= WORK TO BE COMPLETED =
Below are the entries. Transcribe exactly the lines from the one with "Note: for this drill, pin each instance of the rocky slope" through the one with "Note: for this drill, pin each instance of the black", ends included, and leave out all others.

= SUPPLIED MATERIAL =
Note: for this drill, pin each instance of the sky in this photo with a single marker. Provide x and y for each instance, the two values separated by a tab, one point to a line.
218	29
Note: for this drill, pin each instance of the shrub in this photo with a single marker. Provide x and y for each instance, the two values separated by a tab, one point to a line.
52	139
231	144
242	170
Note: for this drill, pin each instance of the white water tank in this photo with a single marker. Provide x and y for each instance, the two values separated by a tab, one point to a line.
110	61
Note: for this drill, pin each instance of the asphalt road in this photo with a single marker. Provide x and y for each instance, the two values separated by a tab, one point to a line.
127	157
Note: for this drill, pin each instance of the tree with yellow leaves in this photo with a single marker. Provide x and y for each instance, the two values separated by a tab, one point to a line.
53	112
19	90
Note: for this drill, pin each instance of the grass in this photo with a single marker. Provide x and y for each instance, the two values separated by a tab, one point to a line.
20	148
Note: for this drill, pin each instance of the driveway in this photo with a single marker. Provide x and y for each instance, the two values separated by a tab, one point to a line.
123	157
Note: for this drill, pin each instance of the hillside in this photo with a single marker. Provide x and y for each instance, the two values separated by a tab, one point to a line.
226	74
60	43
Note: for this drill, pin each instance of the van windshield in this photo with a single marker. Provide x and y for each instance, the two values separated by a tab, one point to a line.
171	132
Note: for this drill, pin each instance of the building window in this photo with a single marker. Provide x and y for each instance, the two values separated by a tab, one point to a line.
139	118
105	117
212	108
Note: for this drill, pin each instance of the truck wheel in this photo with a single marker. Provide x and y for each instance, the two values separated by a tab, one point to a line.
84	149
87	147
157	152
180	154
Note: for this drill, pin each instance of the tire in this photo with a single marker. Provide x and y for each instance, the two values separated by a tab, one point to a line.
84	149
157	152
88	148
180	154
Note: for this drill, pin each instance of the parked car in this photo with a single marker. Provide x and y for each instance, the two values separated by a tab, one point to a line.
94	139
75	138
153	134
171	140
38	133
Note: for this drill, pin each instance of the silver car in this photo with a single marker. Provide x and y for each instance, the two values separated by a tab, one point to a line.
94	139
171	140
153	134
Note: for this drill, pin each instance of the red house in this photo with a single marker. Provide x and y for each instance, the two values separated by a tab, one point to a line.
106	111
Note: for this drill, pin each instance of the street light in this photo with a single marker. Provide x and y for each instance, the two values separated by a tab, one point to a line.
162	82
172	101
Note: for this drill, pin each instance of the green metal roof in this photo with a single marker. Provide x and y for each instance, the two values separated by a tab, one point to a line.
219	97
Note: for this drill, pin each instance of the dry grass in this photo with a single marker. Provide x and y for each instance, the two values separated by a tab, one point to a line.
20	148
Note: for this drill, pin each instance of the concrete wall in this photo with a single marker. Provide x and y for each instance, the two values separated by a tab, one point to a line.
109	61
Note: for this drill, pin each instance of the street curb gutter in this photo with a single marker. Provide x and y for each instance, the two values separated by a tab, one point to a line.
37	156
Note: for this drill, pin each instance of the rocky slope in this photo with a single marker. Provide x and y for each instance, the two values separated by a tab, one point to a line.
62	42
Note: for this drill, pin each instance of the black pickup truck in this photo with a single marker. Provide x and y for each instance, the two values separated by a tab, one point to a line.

==

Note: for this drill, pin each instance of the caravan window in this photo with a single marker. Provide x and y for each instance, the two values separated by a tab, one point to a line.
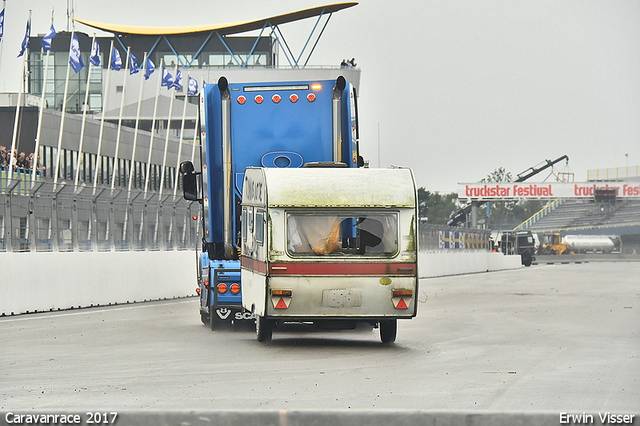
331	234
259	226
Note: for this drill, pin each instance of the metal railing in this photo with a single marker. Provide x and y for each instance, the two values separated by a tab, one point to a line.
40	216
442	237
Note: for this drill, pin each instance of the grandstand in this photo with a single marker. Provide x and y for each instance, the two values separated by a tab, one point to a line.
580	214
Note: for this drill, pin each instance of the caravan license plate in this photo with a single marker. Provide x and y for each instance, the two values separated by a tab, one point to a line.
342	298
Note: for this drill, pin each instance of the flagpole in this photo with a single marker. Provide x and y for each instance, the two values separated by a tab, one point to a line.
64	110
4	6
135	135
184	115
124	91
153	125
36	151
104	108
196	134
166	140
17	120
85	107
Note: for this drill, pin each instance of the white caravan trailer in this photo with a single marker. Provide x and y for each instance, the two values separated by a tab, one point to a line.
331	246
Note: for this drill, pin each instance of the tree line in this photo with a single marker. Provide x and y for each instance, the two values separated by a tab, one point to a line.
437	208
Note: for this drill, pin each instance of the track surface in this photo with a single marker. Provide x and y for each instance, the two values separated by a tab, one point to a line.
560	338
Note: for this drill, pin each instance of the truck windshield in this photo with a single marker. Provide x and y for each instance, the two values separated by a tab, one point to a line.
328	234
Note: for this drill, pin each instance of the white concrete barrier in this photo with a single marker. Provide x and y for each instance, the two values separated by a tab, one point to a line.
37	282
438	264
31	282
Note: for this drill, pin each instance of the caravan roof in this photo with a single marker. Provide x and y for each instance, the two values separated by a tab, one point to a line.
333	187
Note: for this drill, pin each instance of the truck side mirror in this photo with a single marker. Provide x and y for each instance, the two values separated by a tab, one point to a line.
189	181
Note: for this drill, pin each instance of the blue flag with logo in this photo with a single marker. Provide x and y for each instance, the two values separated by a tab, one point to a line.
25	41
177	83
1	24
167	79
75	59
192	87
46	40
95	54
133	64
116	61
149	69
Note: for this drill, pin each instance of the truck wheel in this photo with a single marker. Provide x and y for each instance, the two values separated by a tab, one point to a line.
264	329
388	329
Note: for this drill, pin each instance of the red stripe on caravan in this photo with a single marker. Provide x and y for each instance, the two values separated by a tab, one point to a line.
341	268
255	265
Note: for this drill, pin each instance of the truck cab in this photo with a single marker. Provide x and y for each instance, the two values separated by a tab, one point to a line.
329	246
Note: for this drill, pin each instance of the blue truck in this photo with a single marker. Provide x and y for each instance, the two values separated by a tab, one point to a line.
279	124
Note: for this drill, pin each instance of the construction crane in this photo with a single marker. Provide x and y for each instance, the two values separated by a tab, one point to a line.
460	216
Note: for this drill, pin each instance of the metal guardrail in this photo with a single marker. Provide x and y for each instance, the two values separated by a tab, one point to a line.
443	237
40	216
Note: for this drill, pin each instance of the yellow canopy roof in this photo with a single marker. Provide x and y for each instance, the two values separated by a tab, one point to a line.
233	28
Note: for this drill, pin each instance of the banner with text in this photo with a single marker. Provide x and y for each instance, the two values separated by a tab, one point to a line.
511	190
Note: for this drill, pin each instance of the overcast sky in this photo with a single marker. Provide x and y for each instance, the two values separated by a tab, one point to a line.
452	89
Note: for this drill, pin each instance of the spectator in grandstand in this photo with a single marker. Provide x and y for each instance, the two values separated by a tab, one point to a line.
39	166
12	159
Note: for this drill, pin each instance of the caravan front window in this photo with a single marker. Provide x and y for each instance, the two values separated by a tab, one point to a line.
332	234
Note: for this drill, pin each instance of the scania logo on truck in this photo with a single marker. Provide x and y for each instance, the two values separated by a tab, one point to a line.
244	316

--

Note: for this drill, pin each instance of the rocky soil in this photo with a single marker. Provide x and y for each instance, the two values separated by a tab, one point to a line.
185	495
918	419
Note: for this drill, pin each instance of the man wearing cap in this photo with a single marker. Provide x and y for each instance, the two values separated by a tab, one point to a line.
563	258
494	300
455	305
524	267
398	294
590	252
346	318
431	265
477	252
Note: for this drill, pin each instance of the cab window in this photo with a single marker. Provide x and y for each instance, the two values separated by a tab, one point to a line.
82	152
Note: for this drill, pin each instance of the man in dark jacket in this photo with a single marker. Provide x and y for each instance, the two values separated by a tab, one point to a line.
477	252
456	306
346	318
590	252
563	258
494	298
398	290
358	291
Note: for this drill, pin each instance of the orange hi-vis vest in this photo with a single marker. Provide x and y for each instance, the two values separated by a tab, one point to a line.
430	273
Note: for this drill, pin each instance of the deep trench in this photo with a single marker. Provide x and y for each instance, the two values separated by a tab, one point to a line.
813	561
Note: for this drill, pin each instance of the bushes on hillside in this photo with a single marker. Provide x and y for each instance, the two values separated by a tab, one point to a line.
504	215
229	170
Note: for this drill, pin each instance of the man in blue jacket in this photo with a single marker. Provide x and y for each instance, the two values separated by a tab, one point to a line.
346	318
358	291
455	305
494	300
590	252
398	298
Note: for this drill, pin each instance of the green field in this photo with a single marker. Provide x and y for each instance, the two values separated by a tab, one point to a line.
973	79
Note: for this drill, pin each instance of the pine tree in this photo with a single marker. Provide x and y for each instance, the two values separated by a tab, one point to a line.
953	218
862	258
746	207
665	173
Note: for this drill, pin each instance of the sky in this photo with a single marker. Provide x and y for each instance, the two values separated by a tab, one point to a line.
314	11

= RESPONSE TO THIS EXERCISE =
Note: for this drill, pin each instance of the rocky slope in this photo with a single marker. Provide x and y for each instance, the two values separated by a tab, one point to a line.
62	42
Note: for this drill, pin each instance of the black pickup truck in this photo with a single marker. Provide x and y for each instance, the two values separated by a tab, one point to a line.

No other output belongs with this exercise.